[Material provided]
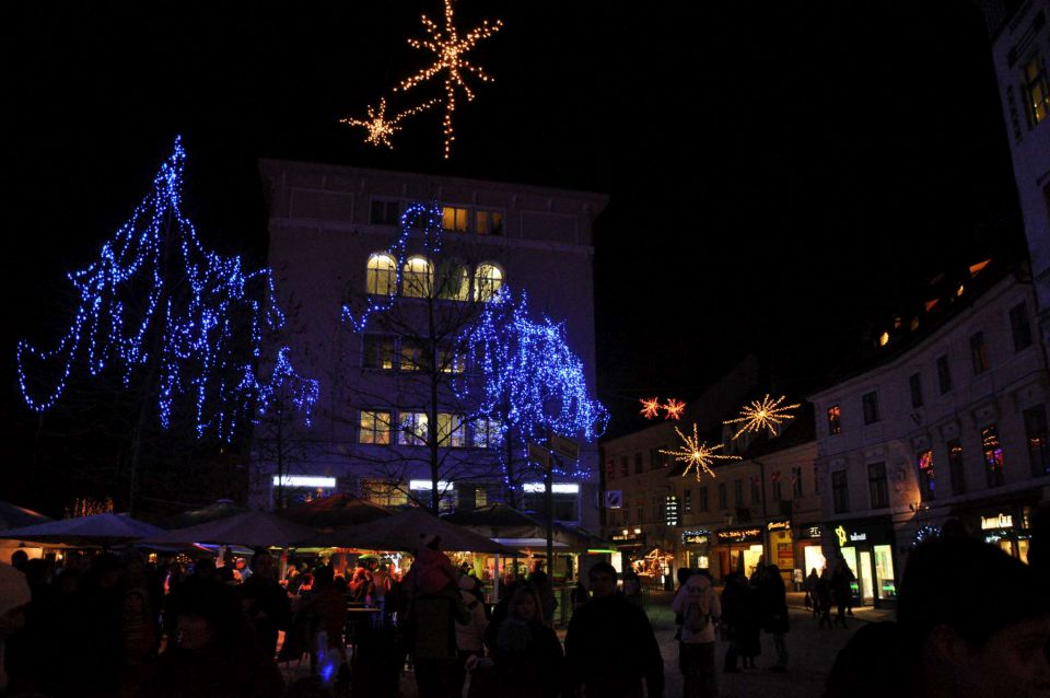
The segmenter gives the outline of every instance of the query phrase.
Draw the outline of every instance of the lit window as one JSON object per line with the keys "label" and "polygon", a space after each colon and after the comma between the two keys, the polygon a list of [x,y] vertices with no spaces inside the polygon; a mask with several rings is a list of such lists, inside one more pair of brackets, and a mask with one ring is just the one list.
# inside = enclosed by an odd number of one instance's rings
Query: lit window
{"label": "lit window", "polygon": [[463,415],[438,412],[438,444],[450,449],[467,445]]}
{"label": "lit window", "polygon": [[474,272],[474,300],[491,301],[503,286],[503,271],[494,264],[479,264]]}
{"label": "lit window", "polygon": [[376,410],[361,410],[361,429],[358,442],[374,445],[390,443],[390,414]]}
{"label": "lit window", "polygon": [[470,275],[458,261],[441,265],[438,278],[438,298],[448,301],[466,301],[470,298]]}
{"label": "lit window", "polygon": [[457,209],[452,206],[441,208],[441,224],[447,231],[453,233],[467,232],[467,220],[469,211],[467,209]]}
{"label": "lit window", "polygon": [[837,434],[842,431],[842,422],[839,421],[839,406],[832,405],[828,408],[828,433]]}
{"label": "lit window", "polygon": [[1027,101],[1028,125],[1036,126],[1050,113],[1050,89],[1042,56],[1036,54],[1025,63],[1023,77],[1022,91]]}
{"label": "lit window", "polygon": [[394,337],[389,335],[364,335],[361,365],[365,369],[394,369]]}
{"label": "lit window", "polygon": [[989,487],[999,487],[1005,482],[1003,477],[1003,444],[999,440],[995,424],[981,430],[981,445],[984,450],[984,475]]}
{"label": "lit window", "polygon": [[427,444],[427,412],[401,412],[397,442],[402,446],[422,446]]}
{"label": "lit window", "polygon": [[397,288],[397,263],[388,254],[369,257],[365,289],[374,295],[393,295]]}
{"label": "lit window", "polygon": [[924,502],[935,499],[937,480],[933,470],[933,451],[925,450],[918,456],[919,463],[919,497]]}
{"label": "lit window", "polygon": [[499,211],[478,211],[475,223],[479,235],[503,234],[503,214]]}
{"label": "lit window", "polygon": [[434,266],[427,257],[409,257],[405,263],[405,295],[430,298],[434,291]]}

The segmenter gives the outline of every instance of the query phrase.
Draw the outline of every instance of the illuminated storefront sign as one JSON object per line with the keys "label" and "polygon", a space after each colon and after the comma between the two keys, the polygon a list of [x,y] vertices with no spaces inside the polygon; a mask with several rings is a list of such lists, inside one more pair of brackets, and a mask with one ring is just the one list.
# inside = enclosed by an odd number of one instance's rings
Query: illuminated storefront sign
{"label": "illuminated storefront sign", "polygon": [[981,531],[992,528],[1013,528],[1014,517],[1011,514],[999,514],[998,516],[981,516]]}
{"label": "illuminated storefront sign", "polygon": [[711,542],[711,532],[707,528],[701,528],[700,531],[682,531],[681,532],[681,543],[682,545],[707,545]]}
{"label": "illuminated storefront sign", "polygon": [[761,543],[762,530],[758,527],[750,528],[723,528],[719,531],[719,543]]}

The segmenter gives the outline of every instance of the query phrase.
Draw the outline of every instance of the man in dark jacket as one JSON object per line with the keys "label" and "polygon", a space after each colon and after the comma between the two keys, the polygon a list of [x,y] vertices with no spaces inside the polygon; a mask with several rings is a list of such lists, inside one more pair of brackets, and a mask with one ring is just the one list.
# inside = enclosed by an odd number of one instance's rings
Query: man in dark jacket
{"label": "man in dark jacket", "polygon": [[608,562],[591,569],[594,597],[572,615],[565,636],[569,695],[582,685],[587,696],[649,698],[664,695],[664,660],[645,612],[616,591]]}

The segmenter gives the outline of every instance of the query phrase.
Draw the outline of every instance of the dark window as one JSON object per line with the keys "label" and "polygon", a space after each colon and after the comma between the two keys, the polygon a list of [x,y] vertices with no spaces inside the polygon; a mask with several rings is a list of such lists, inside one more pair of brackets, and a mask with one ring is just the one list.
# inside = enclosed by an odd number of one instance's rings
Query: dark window
{"label": "dark window", "polygon": [[1028,462],[1031,476],[1050,474],[1050,447],[1047,445],[1047,408],[1043,405],[1024,411],[1025,438],[1028,440]]}
{"label": "dark window", "polygon": [[911,389],[911,406],[922,407],[922,376],[918,373],[912,373],[908,377],[908,387]]}
{"label": "dark window", "polygon": [[842,431],[842,424],[839,422],[839,406],[832,405],[828,408],[828,433],[837,434]]}
{"label": "dark window", "polygon": [[861,396],[861,406],[864,408],[865,424],[874,424],[878,421],[878,394],[875,391]]}
{"label": "dark window", "polygon": [[926,449],[915,457],[919,467],[919,497],[929,502],[936,499],[937,479],[933,472],[933,451]]}
{"label": "dark window", "polygon": [[867,466],[867,491],[872,509],[889,507],[889,488],[886,486],[886,464],[871,463]]}
{"label": "dark window", "polygon": [[831,474],[831,499],[835,502],[835,513],[843,514],[850,511],[850,490],[845,481],[845,470],[836,470]]}
{"label": "dark window", "polygon": [[953,439],[945,444],[948,447],[948,472],[952,474],[952,493],[966,493],[966,470],[962,469],[962,444]]}
{"label": "dark window", "polygon": [[791,468],[791,496],[802,497],[802,468]]}
{"label": "dark window", "polygon": [[1042,56],[1034,54],[1022,71],[1020,91],[1025,100],[1028,126],[1034,127],[1050,114],[1050,85],[1047,83],[1047,66]]}
{"label": "dark window", "polygon": [[981,430],[981,447],[984,450],[984,475],[989,487],[999,487],[1005,482],[1003,477],[1003,444],[999,440],[995,424]]}
{"label": "dark window", "polygon": [[948,368],[948,354],[937,358],[937,383],[941,386],[942,395],[952,389],[952,369]]}
{"label": "dark window", "polygon": [[372,199],[372,211],[369,216],[369,222],[373,225],[397,225],[398,221],[397,201],[382,201]]}
{"label": "dark window", "polygon": [[973,375],[988,371],[988,347],[982,331],[970,337],[970,360],[973,362]]}
{"label": "dark window", "polygon": [[364,335],[361,365],[365,369],[394,369],[394,337],[389,335]]}
{"label": "dark window", "polygon": [[1031,346],[1031,322],[1028,319],[1026,303],[1018,303],[1010,309],[1010,329],[1014,335],[1014,351]]}

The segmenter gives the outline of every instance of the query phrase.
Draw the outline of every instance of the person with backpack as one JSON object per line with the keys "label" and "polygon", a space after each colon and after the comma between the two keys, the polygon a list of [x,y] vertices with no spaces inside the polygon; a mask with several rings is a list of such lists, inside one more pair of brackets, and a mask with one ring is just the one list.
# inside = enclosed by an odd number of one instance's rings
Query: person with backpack
{"label": "person with backpack", "polygon": [[678,668],[684,679],[685,698],[715,698],[719,695],[714,671],[714,625],[722,605],[703,573],[692,574],[678,590],[670,608],[681,614],[678,642]]}

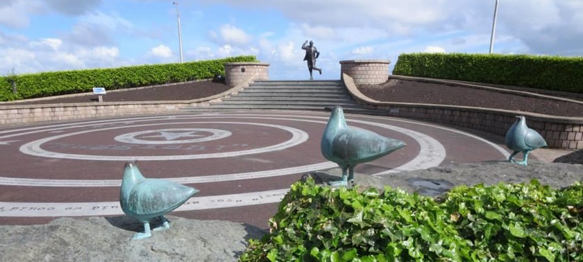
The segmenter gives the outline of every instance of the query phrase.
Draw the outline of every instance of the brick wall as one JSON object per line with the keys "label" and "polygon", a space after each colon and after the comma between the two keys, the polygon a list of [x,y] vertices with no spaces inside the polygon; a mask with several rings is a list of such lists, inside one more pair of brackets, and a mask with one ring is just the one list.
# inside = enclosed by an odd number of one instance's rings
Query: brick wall
{"label": "brick wall", "polygon": [[340,78],[350,76],[356,85],[376,85],[389,79],[389,60],[340,61]]}
{"label": "brick wall", "polygon": [[549,148],[583,149],[583,117],[561,117],[514,111],[450,105],[423,105],[380,102],[358,91],[355,81],[344,76],[348,91],[360,103],[370,109],[383,110],[390,116],[439,123],[505,136],[516,121],[526,116],[529,128],[538,132]]}
{"label": "brick wall", "polygon": [[229,87],[247,85],[251,81],[269,79],[269,64],[262,62],[225,63],[225,82]]}
{"label": "brick wall", "polygon": [[0,125],[97,119],[150,114],[171,114],[180,107],[208,106],[203,103],[137,102],[0,106]]}

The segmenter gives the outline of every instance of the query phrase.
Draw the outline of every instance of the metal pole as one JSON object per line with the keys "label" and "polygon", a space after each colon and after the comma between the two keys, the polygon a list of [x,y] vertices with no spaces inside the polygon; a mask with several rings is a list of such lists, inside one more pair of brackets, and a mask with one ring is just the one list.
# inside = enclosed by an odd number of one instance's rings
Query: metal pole
{"label": "metal pole", "polygon": [[178,44],[180,47],[180,62],[183,62],[182,55],[182,33],[180,33],[180,12],[178,11],[178,3],[172,2],[172,4],[176,7],[176,18],[178,20]]}
{"label": "metal pole", "polygon": [[496,0],[496,4],[494,6],[494,18],[492,21],[492,35],[490,35],[490,53],[492,53],[494,50],[494,33],[496,31],[496,17],[498,16],[498,0]]}

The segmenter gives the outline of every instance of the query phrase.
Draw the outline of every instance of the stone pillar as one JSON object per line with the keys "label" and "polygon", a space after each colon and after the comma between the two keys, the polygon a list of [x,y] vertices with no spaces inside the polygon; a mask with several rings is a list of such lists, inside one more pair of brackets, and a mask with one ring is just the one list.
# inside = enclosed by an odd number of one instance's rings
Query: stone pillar
{"label": "stone pillar", "polygon": [[257,62],[225,63],[225,83],[235,87],[255,80],[269,79],[269,64]]}
{"label": "stone pillar", "polygon": [[346,73],[353,78],[357,85],[380,84],[389,79],[389,60],[340,61],[340,78]]}

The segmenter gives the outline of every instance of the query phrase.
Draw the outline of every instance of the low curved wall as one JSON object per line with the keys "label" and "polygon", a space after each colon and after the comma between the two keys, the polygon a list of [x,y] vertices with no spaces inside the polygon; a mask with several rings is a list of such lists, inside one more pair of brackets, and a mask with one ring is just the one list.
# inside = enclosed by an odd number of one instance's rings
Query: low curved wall
{"label": "low curved wall", "polygon": [[376,85],[389,78],[389,60],[344,60],[340,61],[340,79],[350,76],[356,85]]}
{"label": "low curved wall", "polygon": [[255,80],[269,79],[267,70],[269,64],[262,62],[229,62],[225,66],[225,83],[233,87],[241,85],[248,85]]}
{"label": "low curved wall", "polygon": [[[143,88],[164,85],[167,85]],[[208,107],[211,103],[220,102],[223,98],[237,94],[246,86],[246,85],[239,85],[210,97],[183,101],[78,103],[22,105],[2,103],[0,103],[0,126],[132,115],[176,114],[180,112],[181,107]],[[91,95],[91,94],[84,95]],[[31,100],[43,100],[43,98]]]}
{"label": "low curved wall", "polygon": [[539,132],[550,148],[583,149],[583,117],[561,117],[541,114],[453,105],[381,102],[360,92],[355,81],[343,76],[348,92],[366,107],[387,110],[390,116],[407,118],[468,128],[505,136],[516,121],[526,116],[528,127]]}

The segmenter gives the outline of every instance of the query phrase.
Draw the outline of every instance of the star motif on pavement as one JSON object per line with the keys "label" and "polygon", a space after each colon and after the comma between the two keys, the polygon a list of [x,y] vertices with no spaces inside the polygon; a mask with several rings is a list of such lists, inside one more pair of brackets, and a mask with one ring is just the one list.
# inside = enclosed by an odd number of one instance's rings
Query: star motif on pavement
{"label": "star motif on pavement", "polygon": [[12,141],[0,141],[0,145],[10,145],[12,142],[17,142],[20,140],[12,140]]}
{"label": "star motif on pavement", "polygon": [[167,132],[167,131],[160,131],[160,134],[156,134],[154,136],[148,136],[148,137],[142,137],[142,138],[149,138],[149,137],[164,137],[166,141],[171,141],[174,140],[178,138],[182,137],[204,137],[201,134],[194,134],[197,131],[191,131],[191,132]]}

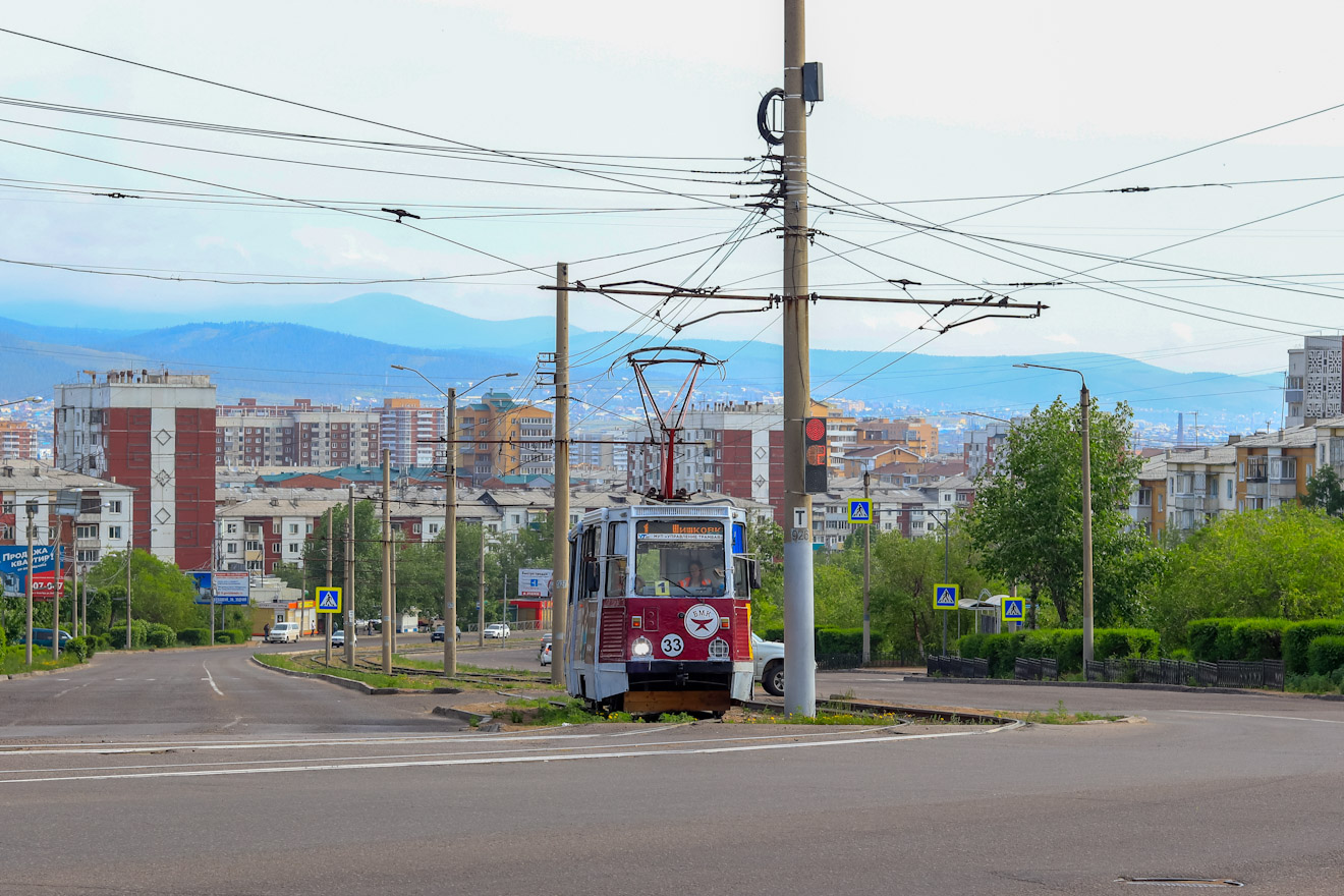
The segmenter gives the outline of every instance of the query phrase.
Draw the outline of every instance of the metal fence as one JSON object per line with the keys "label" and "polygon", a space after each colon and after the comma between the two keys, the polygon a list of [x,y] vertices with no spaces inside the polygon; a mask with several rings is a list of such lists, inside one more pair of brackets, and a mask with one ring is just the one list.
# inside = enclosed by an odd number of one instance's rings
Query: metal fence
{"label": "metal fence", "polygon": [[1258,662],[1185,662],[1184,660],[1137,660],[1126,657],[1105,661],[1091,660],[1086,666],[1087,681],[1284,689],[1284,664],[1279,660],[1261,660]]}
{"label": "metal fence", "polygon": [[988,660],[966,660],[962,657],[926,657],[930,676],[948,678],[988,678]]}

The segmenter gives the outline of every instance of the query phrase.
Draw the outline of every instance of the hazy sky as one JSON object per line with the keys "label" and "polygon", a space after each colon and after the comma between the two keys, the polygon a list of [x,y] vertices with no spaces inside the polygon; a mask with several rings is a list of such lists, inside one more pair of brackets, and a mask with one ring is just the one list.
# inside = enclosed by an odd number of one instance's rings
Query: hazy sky
{"label": "hazy sky", "polygon": [[[1051,306],[1040,320],[972,324],[922,351],[1103,351],[1181,371],[1281,369],[1285,349],[1300,344],[1293,333],[1344,326],[1344,271],[1335,270],[1344,266],[1344,199],[1335,199],[1344,196],[1344,110],[1146,163],[1344,102],[1341,24],[1331,3],[814,0],[808,58],[825,66],[827,97],[809,118],[809,168],[832,196],[812,195],[813,286],[899,296],[884,281],[906,278],[923,283],[911,294],[953,297],[982,294],[982,283],[1086,281],[1017,292]],[[0,106],[0,140],[12,141],[0,142],[0,177],[12,179],[0,183],[0,257],[316,283],[0,265],[0,314],[7,298],[50,296],[218,318],[237,304],[379,290],[509,318],[550,312],[535,286],[559,259],[587,282],[649,278],[762,296],[781,287],[775,222],[730,199],[759,192],[731,184],[750,175],[691,173],[749,171],[757,163],[745,159],[765,150],[754,117],[759,95],[781,83],[778,1],[63,1],[12,5],[0,27],[431,136],[0,34],[0,94],[9,99],[423,146],[388,152]],[[444,138],[526,159],[466,157],[445,152],[454,144]],[[544,153],[589,173],[528,161]],[[1107,176],[1137,165],[1146,167]],[[1317,180],[1223,185],[1286,179]],[[1085,181],[1090,191],[1183,188],[999,199]],[[39,185],[77,192],[31,189]],[[862,196],[888,204],[853,206],[868,201]],[[985,196],[996,199],[966,199]],[[398,227],[378,211],[384,206],[421,214],[431,232]],[[739,226],[751,228],[731,255],[698,251]],[[578,263],[636,250],[652,251]],[[1142,266],[1106,261],[1137,255]],[[477,275],[513,267],[536,271]],[[457,279],[323,282],[425,277]],[[638,320],[607,300],[575,304],[574,324],[586,329]],[[925,320],[910,308],[823,304],[812,339],[903,351],[930,339],[911,332]],[[757,334],[778,340],[774,313],[715,318],[679,341]]]}

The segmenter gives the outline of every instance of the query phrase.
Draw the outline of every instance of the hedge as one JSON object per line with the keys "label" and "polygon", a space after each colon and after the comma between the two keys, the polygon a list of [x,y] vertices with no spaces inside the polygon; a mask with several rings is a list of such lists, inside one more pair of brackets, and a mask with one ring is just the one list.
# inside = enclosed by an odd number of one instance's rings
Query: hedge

[Exercise goal] Count the lines of the records that contain the string "motif", matching case exactly, and reply with only the number.

[Task result] 4